** Start Records shown **

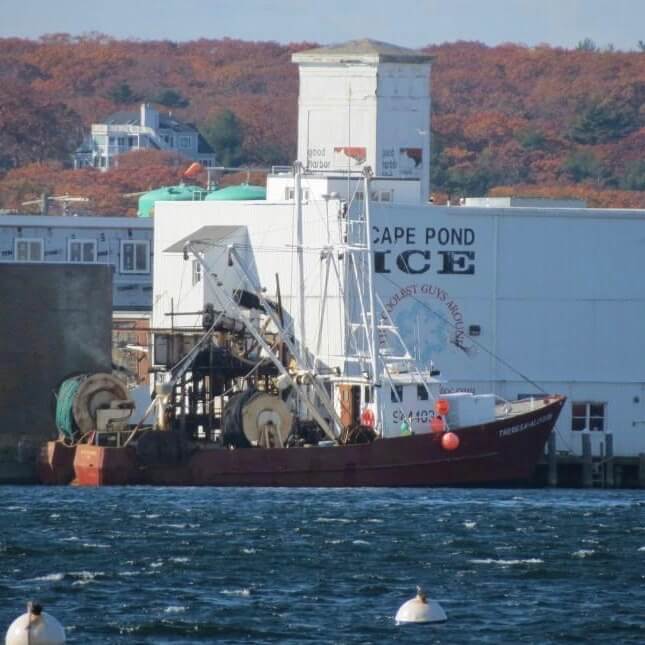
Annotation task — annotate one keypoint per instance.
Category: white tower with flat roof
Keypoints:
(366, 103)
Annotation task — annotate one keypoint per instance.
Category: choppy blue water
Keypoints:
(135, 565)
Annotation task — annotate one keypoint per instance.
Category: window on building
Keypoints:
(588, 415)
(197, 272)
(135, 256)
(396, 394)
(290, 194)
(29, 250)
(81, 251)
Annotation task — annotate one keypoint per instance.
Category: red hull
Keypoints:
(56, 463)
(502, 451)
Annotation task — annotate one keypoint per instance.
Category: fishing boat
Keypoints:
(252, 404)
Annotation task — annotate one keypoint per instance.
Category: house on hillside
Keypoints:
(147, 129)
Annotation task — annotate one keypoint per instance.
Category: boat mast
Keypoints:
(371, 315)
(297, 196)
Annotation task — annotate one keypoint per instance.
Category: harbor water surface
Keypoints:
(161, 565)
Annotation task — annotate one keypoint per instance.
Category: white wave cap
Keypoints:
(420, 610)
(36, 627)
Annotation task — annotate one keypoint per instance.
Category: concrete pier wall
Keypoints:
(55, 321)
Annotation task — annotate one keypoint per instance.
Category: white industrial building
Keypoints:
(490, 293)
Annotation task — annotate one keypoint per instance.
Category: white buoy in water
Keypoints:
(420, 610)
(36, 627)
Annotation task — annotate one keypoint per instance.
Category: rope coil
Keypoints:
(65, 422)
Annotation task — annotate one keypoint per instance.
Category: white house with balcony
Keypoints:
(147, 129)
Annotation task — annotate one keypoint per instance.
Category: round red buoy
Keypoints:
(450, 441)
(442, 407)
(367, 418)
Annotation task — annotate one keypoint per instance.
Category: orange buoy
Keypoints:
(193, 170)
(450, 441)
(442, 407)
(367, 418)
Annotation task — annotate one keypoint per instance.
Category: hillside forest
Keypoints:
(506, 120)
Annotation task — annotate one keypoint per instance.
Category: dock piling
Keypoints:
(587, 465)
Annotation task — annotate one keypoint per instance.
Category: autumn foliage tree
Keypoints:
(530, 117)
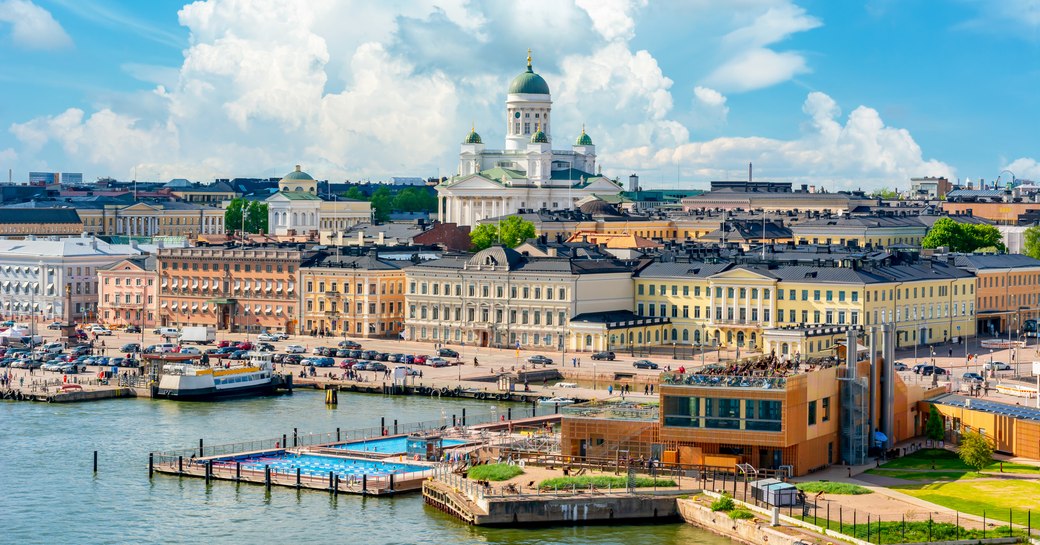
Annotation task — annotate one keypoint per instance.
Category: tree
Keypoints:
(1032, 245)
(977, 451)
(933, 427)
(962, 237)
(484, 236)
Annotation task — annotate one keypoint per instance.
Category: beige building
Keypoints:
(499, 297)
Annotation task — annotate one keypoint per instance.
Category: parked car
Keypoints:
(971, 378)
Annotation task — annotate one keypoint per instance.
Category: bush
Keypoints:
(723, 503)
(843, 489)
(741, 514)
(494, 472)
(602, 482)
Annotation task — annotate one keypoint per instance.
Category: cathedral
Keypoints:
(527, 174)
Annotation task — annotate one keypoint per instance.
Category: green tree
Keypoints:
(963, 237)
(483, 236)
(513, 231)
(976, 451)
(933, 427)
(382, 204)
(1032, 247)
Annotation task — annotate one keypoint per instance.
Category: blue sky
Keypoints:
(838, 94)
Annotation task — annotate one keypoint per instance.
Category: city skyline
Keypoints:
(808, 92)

** End Records shown **
** Start Records shown **

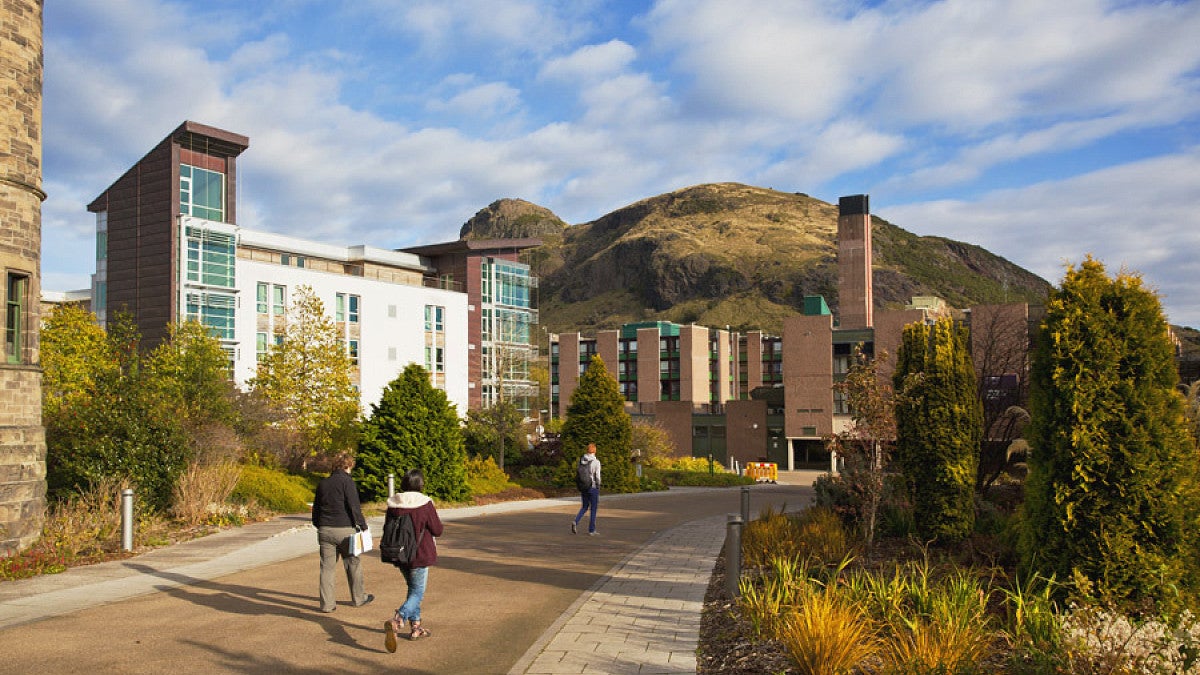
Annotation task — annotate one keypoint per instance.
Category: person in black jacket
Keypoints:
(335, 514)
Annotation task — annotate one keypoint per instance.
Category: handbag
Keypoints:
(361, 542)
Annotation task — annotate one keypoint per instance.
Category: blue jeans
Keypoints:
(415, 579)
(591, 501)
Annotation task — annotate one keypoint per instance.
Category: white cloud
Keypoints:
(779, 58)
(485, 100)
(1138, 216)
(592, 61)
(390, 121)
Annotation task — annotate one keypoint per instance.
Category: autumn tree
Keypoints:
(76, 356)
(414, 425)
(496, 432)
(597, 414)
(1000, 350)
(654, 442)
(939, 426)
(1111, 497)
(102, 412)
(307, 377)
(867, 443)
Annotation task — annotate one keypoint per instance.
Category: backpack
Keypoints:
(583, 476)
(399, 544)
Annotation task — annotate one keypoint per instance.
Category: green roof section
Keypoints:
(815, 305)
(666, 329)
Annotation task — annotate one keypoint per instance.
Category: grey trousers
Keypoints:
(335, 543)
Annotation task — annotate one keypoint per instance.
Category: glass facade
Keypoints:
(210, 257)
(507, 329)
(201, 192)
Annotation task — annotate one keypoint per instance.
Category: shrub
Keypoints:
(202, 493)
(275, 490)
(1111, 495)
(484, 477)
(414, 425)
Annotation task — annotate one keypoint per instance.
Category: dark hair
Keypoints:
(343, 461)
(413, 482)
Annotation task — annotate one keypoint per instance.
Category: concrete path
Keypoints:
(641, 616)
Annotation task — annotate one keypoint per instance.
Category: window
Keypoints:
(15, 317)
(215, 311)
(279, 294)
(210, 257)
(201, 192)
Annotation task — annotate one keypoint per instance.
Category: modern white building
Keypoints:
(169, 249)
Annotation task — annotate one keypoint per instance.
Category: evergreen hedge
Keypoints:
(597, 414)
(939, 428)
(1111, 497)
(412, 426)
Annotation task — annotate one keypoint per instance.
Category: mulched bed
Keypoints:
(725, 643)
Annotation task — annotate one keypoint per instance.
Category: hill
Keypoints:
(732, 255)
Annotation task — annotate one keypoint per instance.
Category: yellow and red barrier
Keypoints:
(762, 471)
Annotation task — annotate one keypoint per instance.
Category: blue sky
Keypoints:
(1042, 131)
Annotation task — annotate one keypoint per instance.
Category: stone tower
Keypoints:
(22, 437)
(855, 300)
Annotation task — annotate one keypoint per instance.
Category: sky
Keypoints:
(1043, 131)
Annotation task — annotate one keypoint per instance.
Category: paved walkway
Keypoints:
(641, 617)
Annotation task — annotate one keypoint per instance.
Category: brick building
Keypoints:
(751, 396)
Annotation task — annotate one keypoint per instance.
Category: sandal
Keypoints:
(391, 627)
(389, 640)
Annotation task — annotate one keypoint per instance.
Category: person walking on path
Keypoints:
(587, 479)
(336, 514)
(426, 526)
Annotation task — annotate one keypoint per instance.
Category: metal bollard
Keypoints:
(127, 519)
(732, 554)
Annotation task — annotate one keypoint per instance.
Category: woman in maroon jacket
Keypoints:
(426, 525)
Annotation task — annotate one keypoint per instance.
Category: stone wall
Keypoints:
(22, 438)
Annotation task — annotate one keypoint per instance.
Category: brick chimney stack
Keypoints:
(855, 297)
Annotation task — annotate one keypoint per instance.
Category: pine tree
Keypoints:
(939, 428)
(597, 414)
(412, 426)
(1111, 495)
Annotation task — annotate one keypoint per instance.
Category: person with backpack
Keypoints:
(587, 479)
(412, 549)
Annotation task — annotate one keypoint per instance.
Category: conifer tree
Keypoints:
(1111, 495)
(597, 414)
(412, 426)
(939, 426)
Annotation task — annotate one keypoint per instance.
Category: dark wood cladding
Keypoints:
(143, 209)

** End Records shown **
** Start Records shown **

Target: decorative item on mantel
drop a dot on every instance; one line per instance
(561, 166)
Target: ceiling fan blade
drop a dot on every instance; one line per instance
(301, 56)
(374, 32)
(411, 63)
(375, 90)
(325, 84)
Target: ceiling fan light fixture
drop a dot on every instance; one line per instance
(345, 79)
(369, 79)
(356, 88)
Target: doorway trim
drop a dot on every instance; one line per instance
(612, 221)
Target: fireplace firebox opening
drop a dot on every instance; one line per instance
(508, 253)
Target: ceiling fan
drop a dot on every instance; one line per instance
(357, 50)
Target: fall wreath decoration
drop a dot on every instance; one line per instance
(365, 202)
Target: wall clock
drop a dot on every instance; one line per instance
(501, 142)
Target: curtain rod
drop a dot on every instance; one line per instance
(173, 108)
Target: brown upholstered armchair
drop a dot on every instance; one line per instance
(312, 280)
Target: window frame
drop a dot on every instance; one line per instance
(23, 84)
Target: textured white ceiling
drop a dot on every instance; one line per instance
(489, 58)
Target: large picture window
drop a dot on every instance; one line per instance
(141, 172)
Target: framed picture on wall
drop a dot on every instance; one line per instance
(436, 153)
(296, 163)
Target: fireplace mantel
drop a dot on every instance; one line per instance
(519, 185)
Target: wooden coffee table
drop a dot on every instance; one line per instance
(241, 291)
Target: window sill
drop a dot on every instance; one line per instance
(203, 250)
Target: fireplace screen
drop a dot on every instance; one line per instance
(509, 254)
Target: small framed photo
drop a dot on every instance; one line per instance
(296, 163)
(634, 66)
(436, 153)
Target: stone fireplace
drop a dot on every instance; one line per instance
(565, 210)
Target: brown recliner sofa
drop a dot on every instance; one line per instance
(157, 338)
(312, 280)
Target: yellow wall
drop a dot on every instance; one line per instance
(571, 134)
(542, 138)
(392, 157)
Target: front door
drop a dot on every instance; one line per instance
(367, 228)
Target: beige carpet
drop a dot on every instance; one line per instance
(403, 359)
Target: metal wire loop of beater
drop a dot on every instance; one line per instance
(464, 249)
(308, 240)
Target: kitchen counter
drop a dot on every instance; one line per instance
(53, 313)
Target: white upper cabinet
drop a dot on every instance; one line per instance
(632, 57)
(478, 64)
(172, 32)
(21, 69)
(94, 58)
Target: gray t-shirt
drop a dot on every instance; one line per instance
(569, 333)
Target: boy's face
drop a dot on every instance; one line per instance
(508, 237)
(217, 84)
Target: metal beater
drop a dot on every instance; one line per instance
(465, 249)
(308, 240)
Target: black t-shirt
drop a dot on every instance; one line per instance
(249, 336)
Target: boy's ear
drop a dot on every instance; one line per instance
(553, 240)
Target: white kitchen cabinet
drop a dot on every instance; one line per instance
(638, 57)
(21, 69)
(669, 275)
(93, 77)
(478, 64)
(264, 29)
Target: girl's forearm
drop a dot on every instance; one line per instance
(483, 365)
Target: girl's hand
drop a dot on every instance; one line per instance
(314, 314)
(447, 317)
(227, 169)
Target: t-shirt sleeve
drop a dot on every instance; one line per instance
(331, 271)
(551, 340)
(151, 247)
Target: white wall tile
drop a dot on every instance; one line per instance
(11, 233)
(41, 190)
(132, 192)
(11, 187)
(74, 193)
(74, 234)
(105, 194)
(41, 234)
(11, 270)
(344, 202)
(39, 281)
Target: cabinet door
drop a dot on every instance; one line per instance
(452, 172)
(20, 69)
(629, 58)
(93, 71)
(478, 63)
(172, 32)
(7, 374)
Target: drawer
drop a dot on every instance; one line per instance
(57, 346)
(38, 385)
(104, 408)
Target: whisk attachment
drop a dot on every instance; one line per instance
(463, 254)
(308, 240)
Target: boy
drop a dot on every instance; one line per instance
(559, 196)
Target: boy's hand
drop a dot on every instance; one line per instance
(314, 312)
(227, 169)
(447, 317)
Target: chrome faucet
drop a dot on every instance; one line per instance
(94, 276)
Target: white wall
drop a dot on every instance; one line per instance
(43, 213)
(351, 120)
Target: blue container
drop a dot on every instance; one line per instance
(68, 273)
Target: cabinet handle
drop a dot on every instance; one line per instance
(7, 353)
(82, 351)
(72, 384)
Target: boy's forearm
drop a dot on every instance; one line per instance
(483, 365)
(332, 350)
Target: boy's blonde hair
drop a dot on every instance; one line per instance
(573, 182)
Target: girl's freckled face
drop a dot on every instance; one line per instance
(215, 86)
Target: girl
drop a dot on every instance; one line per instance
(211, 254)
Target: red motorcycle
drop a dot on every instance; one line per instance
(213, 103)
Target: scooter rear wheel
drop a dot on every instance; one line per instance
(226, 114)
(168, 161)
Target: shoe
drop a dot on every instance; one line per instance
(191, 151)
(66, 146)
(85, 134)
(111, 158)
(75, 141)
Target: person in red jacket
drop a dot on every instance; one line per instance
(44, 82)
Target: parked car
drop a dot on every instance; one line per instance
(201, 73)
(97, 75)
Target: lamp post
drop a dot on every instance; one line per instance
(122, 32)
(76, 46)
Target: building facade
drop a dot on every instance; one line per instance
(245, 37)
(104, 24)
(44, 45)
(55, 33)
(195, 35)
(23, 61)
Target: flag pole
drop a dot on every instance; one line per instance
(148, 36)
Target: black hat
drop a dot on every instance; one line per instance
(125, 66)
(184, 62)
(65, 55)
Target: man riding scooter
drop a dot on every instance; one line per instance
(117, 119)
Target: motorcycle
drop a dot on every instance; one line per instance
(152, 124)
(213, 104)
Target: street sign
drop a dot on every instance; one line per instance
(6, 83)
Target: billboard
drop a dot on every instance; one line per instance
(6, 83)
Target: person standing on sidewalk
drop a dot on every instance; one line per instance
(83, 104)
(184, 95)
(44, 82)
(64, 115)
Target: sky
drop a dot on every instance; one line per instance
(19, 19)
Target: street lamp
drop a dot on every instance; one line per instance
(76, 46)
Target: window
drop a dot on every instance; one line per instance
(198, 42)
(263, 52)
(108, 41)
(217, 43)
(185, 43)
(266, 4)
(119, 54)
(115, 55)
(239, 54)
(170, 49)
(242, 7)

** End Records shown **

From the items above, pull out every line that contains the string "beige", treating uppercase and lowercase as distinct.

__Task solution__.
Category: beige building
Target: beige carpet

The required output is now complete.